DO THIS -
Reproduce the data below word for word, from its first line through the line containing "[(299, 211), (406, 208)]", with both ends included. Omit the pictures from your output.

MATERIAL TO PROCESS -
——————
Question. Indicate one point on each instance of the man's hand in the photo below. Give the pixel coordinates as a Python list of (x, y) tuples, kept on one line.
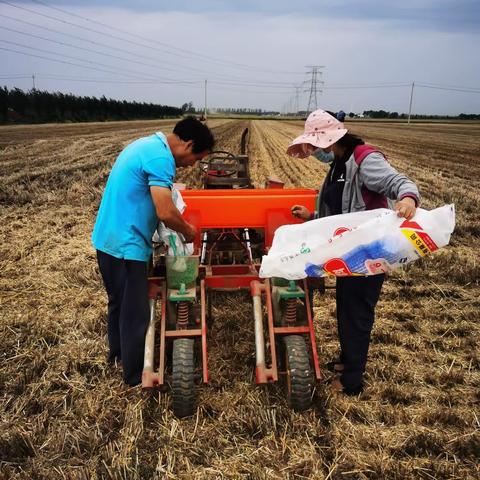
[(299, 211), (406, 208), (169, 214)]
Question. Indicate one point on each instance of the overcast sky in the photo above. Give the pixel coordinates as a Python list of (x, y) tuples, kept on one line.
[(253, 53)]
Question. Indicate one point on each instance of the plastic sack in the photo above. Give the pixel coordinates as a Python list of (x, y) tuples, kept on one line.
[(362, 243), (174, 240)]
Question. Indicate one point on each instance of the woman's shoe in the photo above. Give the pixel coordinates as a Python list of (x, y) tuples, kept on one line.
[(334, 366)]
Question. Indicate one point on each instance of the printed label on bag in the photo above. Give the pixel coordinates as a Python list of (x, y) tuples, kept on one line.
[(337, 267), (420, 240)]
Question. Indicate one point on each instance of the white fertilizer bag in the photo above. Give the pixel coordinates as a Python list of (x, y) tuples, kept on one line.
[(173, 240), (363, 243)]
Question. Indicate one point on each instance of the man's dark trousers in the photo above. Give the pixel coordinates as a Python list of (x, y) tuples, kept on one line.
[(128, 312), (356, 301)]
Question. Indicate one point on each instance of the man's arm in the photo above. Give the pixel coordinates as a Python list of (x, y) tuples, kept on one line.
[(169, 214)]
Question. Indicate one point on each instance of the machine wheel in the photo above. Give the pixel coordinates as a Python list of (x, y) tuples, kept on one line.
[(183, 377), (299, 377)]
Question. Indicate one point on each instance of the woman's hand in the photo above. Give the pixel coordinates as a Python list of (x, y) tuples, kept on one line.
[(299, 211), (406, 208)]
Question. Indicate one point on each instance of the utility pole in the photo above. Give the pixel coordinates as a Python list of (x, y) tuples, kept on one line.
[(296, 99), (316, 80), (205, 109), (411, 100)]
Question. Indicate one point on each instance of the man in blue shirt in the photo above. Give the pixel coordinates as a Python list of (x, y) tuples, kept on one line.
[(136, 197)]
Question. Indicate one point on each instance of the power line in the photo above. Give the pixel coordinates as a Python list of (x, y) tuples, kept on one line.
[(79, 65), (176, 66), (459, 89), (175, 50)]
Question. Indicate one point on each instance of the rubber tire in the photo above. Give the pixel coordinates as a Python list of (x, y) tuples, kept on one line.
[(184, 393), (299, 376)]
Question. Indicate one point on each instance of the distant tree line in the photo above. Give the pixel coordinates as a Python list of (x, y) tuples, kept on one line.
[(36, 106), (242, 111), (385, 114)]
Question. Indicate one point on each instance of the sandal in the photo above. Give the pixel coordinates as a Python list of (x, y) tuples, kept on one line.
[(334, 366)]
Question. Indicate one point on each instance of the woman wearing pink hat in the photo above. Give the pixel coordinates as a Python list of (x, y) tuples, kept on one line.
[(359, 178)]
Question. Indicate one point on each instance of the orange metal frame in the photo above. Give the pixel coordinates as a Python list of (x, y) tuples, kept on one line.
[(267, 209)]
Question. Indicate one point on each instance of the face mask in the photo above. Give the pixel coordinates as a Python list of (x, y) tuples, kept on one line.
[(323, 156)]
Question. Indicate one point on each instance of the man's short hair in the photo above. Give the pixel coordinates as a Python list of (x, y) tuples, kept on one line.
[(192, 129)]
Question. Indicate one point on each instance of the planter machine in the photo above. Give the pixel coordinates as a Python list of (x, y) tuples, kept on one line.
[(236, 224)]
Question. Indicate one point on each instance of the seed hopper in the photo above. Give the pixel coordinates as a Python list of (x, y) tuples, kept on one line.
[(235, 228)]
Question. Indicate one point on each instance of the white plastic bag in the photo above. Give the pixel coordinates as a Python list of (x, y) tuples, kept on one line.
[(363, 243), (172, 239)]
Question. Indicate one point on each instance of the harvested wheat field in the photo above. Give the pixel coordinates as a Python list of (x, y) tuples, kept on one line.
[(64, 414)]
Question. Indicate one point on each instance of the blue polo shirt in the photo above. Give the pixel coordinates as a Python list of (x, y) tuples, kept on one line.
[(127, 218)]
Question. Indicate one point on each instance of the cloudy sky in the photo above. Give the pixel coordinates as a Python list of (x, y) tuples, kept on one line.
[(252, 53)]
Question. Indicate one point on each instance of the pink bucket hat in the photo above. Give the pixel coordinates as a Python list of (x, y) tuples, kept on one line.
[(321, 130)]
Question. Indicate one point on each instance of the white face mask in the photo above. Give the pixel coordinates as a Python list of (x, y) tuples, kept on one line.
[(323, 156)]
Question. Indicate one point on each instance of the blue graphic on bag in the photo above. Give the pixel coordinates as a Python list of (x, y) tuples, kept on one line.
[(355, 259)]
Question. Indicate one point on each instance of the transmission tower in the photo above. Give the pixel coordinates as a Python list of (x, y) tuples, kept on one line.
[(316, 72)]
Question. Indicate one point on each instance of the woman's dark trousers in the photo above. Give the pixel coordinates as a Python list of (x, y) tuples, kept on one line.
[(126, 284), (356, 301)]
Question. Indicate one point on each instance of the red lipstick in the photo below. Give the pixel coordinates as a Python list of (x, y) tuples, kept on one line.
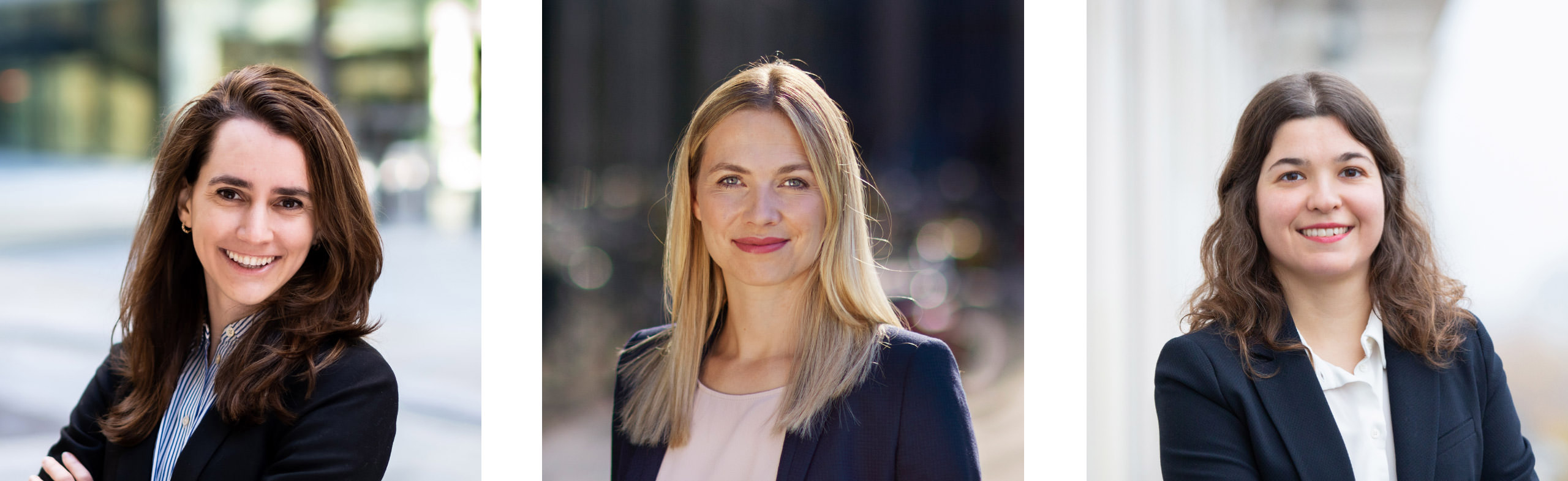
[(760, 245)]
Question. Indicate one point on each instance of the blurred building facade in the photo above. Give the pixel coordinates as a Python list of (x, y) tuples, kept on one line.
[(933, 91), (1167, 85), (85, 90)]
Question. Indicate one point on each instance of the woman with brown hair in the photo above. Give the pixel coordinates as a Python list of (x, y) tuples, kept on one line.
[(245, 303), (785, 358), (1325, 342)]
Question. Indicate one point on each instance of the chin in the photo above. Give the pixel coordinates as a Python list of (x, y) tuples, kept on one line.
[(1329, 269)]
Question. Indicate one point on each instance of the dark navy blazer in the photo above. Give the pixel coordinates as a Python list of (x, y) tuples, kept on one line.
[(907, 422), (1217, 423), (342, 431)]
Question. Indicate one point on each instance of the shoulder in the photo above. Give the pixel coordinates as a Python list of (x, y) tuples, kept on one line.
[(902, 343), (911, 356), (361, 359), (360, 370), (1203, 359), (1203, 343), (643, 340)]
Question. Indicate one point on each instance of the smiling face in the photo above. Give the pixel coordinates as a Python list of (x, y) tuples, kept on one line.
[(756, 201), (1319, 203), (250, 215)]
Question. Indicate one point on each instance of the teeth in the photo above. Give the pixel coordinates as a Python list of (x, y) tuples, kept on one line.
[(1324, 233), (250, 261)]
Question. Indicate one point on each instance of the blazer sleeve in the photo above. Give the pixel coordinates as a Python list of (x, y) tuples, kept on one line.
[(1200, 436), (935, 438), (344, 430), (82, 436), (1507, 453)]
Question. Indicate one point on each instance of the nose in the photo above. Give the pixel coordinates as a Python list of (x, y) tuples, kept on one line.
[(1325, 196), (764, 207), (256, 226)]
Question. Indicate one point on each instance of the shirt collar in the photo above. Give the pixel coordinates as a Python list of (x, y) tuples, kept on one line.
[(230, 333), (1333, 376)]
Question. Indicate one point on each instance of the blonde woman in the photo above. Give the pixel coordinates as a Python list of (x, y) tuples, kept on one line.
[(785, 359)]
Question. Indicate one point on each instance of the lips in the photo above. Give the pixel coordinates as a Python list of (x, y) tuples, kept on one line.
[(1325, 233), (250, 262), (760, 245)]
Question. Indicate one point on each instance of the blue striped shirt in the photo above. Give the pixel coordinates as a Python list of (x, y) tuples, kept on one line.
[(192, 397)]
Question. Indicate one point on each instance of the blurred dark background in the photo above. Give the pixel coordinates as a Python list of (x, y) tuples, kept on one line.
[(933, 91)]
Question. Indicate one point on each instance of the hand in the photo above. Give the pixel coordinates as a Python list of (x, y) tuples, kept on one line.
[(73, 471)]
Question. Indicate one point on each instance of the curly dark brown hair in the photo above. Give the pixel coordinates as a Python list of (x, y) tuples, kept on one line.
[(1241, 297), (306, 325)]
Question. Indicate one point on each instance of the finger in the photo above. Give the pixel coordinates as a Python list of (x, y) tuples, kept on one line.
[(77, 469), (55, 471)]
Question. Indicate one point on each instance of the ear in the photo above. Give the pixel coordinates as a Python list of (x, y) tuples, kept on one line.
[(186, 203)]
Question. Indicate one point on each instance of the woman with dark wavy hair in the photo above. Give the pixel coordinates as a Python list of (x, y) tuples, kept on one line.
[(245, 304), (1325, 342)]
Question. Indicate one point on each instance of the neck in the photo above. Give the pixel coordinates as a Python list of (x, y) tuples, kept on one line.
[(1329, 308), (761, 322)]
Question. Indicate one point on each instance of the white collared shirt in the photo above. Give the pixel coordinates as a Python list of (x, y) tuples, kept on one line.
[(1360, 405)]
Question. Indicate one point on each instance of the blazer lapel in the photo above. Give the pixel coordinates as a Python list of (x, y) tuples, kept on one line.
[(1413, 406), (645, 463), (1295, 403), (130, 463), (796, 457), (205, 441)]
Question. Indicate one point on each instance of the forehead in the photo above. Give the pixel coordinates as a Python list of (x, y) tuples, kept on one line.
[(753, 138), (1314, 140), (250, 151)]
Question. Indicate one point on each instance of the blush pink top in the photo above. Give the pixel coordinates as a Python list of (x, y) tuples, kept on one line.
[(733, 438)]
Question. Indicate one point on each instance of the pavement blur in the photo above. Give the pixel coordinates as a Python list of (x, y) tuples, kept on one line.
[(62, 259)]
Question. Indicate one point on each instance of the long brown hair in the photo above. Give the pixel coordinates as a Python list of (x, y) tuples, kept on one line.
[(847, 311), (303, 326), (1241, 295)]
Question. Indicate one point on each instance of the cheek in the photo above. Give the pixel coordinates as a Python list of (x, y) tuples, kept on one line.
[(1370, 212), (1275, 214)]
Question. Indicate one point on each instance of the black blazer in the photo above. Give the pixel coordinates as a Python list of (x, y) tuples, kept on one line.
[(1216, 423), (344, 431), (907, 422)]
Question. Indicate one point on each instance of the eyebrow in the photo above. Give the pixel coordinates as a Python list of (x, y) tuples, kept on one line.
[(1298, 162), (744, 171), (247, 184)]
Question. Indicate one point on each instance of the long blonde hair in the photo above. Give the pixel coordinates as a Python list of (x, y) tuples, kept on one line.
[(847, 311)]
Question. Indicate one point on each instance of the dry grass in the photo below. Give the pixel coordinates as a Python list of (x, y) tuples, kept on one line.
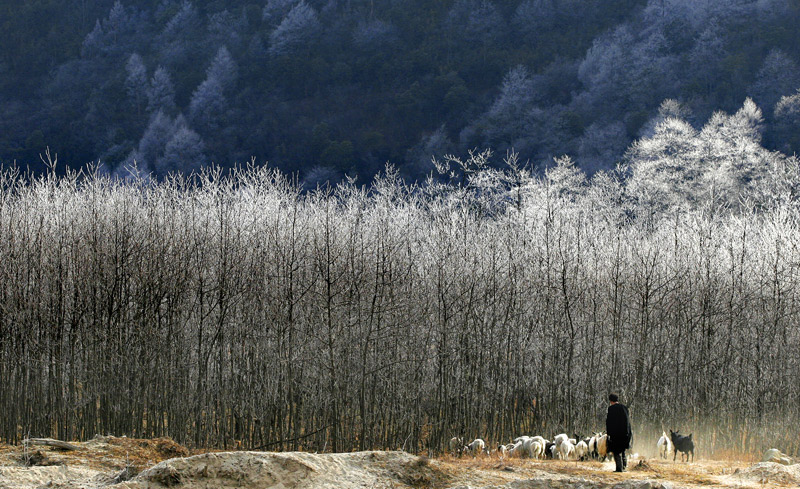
——————
OUTPUT OF THE EXERCISE -
Question. Indicate one point on each instance of the man's hand in the photo below. Give the pixel coordinates as a Python list of (x, y) tuples, kept on one line.
[(299, 211), (406, 208), (169, 214)]
Question. Indicate one point on each instance of the overcast sky in the photo above. Give the pixel coordinates as a Python list of (x, y) tuples, kept on one line.
[(253, 53)]
Question. Indicate one point on each instance of the plastic sack in the photo above. Give the pixel coordinates as a Python list of (x, y) tuples, kept on one line.
[(362, 243), (174, 240)]
Question. Indicate one point on each instance of the woman's shoe in the photo above. Give the pixel coordinates as a Python list of (x, y) tuples, kept on one line.
[(334, 366)]
Question. Indicate one point on each instance of the printed label on bag in the photo above. Give the pixel coordinates as a Python list of (x, y) tuples, kept on one line.
[(337, 267), (420, 240)]
Question. Indicate one point on each instance of the white fertilizer bag in the photo above. Give the pixel coordinates as a Python list of (x, y) tuples, kept on one line.
[(173, 240), (363, 243)]
Question. Indicate one point on each instance of the man's dark trousers in the photo above. Give the pixel coordinates as a Python list of (x, y) tuples, kept on one line.
[(128, 312), (356, 301)]
Question. Indicate one point on each instance of the man's arm in the photo above. Give the pixel coordinates as a Python list of (x, y) tuples, kept on one line.
[(169, 214)]
Question. Indicate one point on each instance of the machine wheel in the photo above. Give the pixel coordinates as a Python list of (x, y) tuples, kept on one line.
[(183, 377), (299, 377)]
Question. Indicate one point on each instance of the woman's hand in the photo above. Give the pixel coordinates as a Python list of (x, y) tuples, kept on one line.
[(299, 211), (406, 208)]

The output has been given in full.